Let us see how the number of tokens depends on the model with a more detailed study. 

In [None]:
# 1) Load 1000 short news articles (text field)
texts = [row["text"] for row in load_dataset("ag_news", split="train[:1000]")]

# 2) Choose tokenizers to compare
model_names = ["bert-base-uncased", "gpt2", "distilroberta-base"]

# 3) Compute token lengths per text per model
records = []
for model in model_names:
    tok = AutoTokenizer.from_pretrained(model)
    lengths = [len(tok(t).input_ids) for t in texts]
    for L in lengths:
        records.append({"model": model, "tokens": L})

# 4) Build dataframe for plotting
df = pd.DataFrame(records)

# 5) Plot histogram overlay
fig = px.histogram(
    df,
    x="tokens",
    color="model",
    barmode="overlay",
    nbins=40,
    title="Token count distribution across models"

───

▶ [Try it] Which three models' tokenizers does the tokenizer comparison code compare? Rely only on the text above for your answer.

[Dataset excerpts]
───

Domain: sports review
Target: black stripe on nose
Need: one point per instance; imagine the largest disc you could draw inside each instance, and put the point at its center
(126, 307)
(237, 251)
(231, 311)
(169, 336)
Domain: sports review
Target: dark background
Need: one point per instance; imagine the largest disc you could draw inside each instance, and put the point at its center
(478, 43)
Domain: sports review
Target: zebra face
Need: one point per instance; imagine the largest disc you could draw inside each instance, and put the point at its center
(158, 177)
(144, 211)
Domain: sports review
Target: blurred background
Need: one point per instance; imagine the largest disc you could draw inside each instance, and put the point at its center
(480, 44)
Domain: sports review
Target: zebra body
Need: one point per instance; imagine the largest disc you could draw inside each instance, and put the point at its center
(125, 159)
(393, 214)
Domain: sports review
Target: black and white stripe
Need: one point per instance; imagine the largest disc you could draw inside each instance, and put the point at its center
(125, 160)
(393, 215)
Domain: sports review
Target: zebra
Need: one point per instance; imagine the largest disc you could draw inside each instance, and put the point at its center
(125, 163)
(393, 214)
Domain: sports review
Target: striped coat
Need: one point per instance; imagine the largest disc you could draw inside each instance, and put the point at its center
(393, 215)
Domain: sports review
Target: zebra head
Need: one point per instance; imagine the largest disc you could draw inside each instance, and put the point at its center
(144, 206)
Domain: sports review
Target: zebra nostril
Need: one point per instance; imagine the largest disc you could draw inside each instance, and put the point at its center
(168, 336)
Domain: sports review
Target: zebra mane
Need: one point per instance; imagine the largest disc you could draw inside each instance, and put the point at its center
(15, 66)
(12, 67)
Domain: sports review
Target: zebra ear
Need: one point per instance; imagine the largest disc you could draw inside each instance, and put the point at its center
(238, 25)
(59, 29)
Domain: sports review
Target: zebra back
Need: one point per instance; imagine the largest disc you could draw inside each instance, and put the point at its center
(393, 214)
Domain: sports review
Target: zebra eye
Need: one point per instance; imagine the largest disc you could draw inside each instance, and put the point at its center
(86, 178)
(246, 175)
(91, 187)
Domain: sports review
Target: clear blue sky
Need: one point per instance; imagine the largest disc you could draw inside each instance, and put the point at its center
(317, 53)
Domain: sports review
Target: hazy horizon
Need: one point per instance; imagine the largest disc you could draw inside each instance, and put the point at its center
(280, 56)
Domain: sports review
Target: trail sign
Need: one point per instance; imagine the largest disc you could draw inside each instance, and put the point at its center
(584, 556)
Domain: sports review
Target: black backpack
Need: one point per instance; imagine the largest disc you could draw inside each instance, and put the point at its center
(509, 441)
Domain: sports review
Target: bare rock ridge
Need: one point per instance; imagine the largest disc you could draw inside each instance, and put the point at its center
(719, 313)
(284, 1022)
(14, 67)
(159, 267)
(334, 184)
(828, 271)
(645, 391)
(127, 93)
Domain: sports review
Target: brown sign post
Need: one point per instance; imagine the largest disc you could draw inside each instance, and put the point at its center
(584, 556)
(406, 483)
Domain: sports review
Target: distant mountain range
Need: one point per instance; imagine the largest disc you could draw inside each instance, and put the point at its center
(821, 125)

───

▶ [Response for this exercise] bert-base-uncased, gpt2, and distilroberta-base